**GIVEN DATA:**
::::::
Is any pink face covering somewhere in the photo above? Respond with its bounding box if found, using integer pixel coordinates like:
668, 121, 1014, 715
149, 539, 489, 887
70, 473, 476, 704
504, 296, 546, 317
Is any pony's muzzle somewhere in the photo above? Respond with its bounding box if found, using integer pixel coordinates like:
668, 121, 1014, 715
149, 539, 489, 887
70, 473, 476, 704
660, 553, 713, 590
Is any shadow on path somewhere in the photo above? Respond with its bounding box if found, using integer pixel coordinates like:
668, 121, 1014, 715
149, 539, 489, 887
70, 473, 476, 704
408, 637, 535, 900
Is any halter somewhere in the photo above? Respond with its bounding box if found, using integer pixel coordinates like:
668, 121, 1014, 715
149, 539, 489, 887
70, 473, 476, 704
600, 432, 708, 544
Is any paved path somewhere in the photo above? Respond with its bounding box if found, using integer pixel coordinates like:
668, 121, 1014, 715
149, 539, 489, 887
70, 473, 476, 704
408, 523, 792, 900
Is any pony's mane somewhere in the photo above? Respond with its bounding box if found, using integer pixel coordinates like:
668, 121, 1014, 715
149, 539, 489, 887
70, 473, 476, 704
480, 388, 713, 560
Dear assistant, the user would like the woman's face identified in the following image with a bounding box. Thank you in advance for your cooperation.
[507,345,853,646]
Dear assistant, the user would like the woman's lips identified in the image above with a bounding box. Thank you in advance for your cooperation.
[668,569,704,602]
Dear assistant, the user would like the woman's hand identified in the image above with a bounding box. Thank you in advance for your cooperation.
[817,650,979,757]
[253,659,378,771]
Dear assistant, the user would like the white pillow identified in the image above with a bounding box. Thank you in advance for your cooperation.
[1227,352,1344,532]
::::::
**WHAT YOU ARE ASKED TO DO:** Copy out all of the entries above word for word, changing nothing.

**THE OUTPUT:**
Is any pink face covering somewhere in the photo above? Respond with its bounding box if found, using integer pixel coordinates like:
668, 121, 1014, 715
149, 539, 489, 887
70, 473, 476, 704
504, 296, 546, 317
Is any pony's muzzle somewhere in the photo above? Respond with its bounding box if found, using integer pixel coordinates like:
668, 121, 1014, 715
149, 539, 489, 887
70, 473, 476, 704
660, 553, 713, 590
Is any shadow on path somewhere in the photo above? Respond with its bounding box if found, using integer pixel coordinates like:
668, 121, 1014, 715
149, 539, 489, 887
70, 473, 476, 704
408, 637, 535, 900
Is any halter somewhere in the photo above? Respond with its bounding box if found, using integer pixel coordinates like:
668, 121, 1014, 715
149, 539, 489, 887
70, 473, 476, 704
600, 432, 708, 544
Is any paved path somewhere in the photo above? Respond with its bounding box if found, using integer pixel coordinates like:
668, 121, 1014, 715
149, 539, 489, 887
70, 473, 476, 704
408, 523, 792, 900
Is any pony's mane somewhere in the photo above? Respond with its bounding box if found, using integer pixel coordinates like:
668, 121, 1014, 715
149, 539, 489, 887
70, 473, 476, 704
480, 388, 713, 560
Dear assistant, the user would like the woman's face identified in the following image with a bounding box. Thank you in advance for your cooperation.
[507,345,853,646]
Dear assistant, the user would like the woman's lips identified in the image above with a bounding box. Thank you in advance for your cooperation.
[668,569,704,602]
Dear assistant, the user would like the woman's hand identified in the image above with a bounding box. Thank you in advance for your cooperation.
[817,650,979,757]
[253,659,378,771]
Dear assistant, the user would like the white pillow identified in the image above with a bounding box. Thank you in advance for your cooperation.
[1227,352,1344,532]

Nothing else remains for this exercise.